## What the task asks
Replace every "locate" in the entries below with "detect", keeping everything else the same.

(Rows from a box labeling dataset)
┄┄┄┄┄┄
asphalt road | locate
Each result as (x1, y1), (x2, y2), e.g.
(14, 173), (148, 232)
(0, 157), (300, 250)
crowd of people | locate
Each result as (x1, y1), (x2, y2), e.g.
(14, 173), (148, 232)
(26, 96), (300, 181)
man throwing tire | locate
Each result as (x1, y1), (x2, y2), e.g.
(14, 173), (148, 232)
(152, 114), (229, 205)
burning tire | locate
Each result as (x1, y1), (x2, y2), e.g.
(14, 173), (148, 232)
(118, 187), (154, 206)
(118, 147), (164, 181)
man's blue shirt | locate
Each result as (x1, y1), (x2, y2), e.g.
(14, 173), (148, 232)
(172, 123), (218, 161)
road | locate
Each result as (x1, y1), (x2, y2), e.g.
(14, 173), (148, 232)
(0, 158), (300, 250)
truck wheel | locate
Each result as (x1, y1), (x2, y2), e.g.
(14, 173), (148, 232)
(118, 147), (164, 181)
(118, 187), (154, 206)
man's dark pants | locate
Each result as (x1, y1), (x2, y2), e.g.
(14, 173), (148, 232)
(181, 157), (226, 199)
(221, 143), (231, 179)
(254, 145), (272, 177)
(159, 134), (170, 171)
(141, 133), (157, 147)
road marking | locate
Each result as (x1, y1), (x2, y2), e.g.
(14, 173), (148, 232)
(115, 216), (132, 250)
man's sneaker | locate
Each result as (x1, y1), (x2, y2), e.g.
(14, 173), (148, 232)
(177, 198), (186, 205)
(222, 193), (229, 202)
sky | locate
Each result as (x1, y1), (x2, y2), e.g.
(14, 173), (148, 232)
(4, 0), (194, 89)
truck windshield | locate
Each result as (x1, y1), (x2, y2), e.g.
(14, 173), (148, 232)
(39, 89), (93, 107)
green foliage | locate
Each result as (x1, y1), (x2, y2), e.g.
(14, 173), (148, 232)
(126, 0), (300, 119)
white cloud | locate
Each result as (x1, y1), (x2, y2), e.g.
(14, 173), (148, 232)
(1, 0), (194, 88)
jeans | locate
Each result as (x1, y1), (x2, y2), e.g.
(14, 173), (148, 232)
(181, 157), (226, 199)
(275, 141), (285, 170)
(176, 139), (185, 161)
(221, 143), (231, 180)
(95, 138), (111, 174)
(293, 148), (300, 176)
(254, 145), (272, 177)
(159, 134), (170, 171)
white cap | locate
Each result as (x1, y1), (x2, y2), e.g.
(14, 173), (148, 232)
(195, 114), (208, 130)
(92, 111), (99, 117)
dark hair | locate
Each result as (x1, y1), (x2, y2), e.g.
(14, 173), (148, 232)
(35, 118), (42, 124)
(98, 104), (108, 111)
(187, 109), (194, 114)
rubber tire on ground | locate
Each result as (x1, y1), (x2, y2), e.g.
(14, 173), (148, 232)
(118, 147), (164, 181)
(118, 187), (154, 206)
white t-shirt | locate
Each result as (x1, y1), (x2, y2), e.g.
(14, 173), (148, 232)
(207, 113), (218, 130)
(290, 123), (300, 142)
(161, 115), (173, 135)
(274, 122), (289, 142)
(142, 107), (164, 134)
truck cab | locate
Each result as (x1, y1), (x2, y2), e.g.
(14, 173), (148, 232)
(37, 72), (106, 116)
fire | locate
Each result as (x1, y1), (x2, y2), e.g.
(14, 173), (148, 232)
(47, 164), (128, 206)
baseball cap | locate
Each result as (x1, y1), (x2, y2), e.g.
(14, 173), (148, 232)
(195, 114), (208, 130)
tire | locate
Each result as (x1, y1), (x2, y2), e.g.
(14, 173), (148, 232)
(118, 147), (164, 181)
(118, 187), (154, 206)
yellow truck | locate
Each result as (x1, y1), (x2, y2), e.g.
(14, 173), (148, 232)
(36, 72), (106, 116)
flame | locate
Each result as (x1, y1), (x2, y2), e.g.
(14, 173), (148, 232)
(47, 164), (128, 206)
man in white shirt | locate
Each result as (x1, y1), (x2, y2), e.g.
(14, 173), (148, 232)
┄┄┄┄┄┄
## Output for this exercise
asphalt road | detect
Each result as (x1, y1), (x2, y2), e.g.
(14, 173), (148, 232)
(0, 157), (300, 250)
crowd of people | detect
Each result as (x1, y1), (x2, y2), e.g.
(14, 173), (148, 232)
(26, 96), (300, 181)
man throwing tire | detect
Each result as (x1, y1), (x2, y2), e.g.
(14, 173), (148, 232)
(152, 114), (229, 205)
burning tire | detect
Each result as (x1, y1), (x2, y2), e.g.
(14, 173), (148, 232)
(118, 187), (154, 206)
(118, 147), (164, 181)
man's blue shirt | detect
Each result as (x1, y1), (x2, y2), e.g.
(14, 173), (148, 232)
(172, 123), (218, 161)
road | detect
Each result as (x1, y1), (x2, y2), e.g.
(14, 173), (148, 232)
(0, 158), (300, 250)
truck wheel | detect
Each result as (x1, y1), (x2, y2), e.g.
(14, 173), (148, 232)
(118, 147), (164, 181)
(118, 187), (154, 206)
man's dark pants | detect
Each result as (x1, y1), (x2, y2), e.g.
(14, 173), (148, 232)
(181, 157), (226, 199)
(221, 143), (231, 179)
(254, 145), (272, 177)
(159, 134), (170, 171)
(141, 133), (157, 147)
road marking | detect
Each result as (x1, y1), (x2, y2), e.g.
(14, 173), (148, 232)
(115, 216), (132, 250)
man's sneaker | detect
Each result as (x1, y1), (x2, y2), e.g.
(14, 173), (148, 232)
(177, 198), (186, 205)
(222, 193), (229, 202)
sky | detect
Each result as (x1, y1), (x2, y2), e.g.
(14, 173), (148, 232)
(4, 0), (194, 89)
truck windshield | detect
Each result as (x1, y1), (x2, y2), e.g.
(14, 173), (148, 232)
(39, 89), (93, 107)
green foliage | detect
Each result as (x1, y1), (x2, y2), e.g.
(14, 173), (148, 232)
(126, 0), (300, 119)
white cloud | detect
Each result as (x1, y1), (x2, y2), e.g.
(14, 173), (148, 232)
(1, 0), (194, 88)
jeans | detect
Each result as (x1, y1), (x2, y2), e.g.
(14, 173), (148, 232)
(181, 157), (226, 199)
(275, 141), (285, 170)
(176, 139), (185, 161)
(221, 143), (231, 180)
(95, 138), (111, 174)
(293, 148), (300, 176)
(254, 145), (272, 177)
(159, 134), (170, 171)
white cap | detect
Each result as (x1, y1), (x2, y2), e.g.
(14, 173), (148, 232)
(195, 114), (208, 130)
(92, 111), (99, 117)
dark hair | detect
Each result as (x1, y1), (x2, y2), e.g.
(14, 173), (148, 232)
(35, 118), (42, 124)
(98, 104), (108, 111)
(187, 109), (194, 114)
rubber tire on ground | detect
Each result as (x1, y1), (x2, y2), e.g.
(14, 173), (148, 232)
(118, 147), (164, 181)
(118, 187), (154, 206)
white t-shirt | detect
Each result as (x1, y1), (x2, y2), e.g.
(14, 173), (148, 232)
(207, 113), (218, 130)
(290, 123), (300, 142)
(161, 115), (173, 135)
(274, 122), (289, 142)
(142, 107), (164, 134)
truck cab | detect
Each result as (x1, y1), (x2, y2), e.g.
(14, 173), (148, 232)
(37, 72), (106, 116)
fire | detect
Each result as (x1, y1), (x2, y2), e.g.
(14, 173), (148, 232)
(47, 164), (128, 206)
baseball cap | detect
Each result as (x1, y1), (x2, y2), e.g.
(14, 173), (148, 232)
(195, 114), (208, 130)
tire | detect
Each result as (x1, y1), (x2, y2), e.g.
(14, 173), (148, 232)
(118, 147), (164, 181)
(118, 187), (154, 206)
yellow truck | detect
Each result as (x1, y1), (x2, y2), e.g.
(14, 173), (148, 232)
(36, 72), (106, 116)
flame | detect
Each result as (x1, y1), (x2, y2), e.g.
(14, 173), (148, 232)
(47, 164), (128, 206)
man in white shirt | detect
Each result as (x1, y1), (x2, y2), e.g.
(14, 173), (148, 232)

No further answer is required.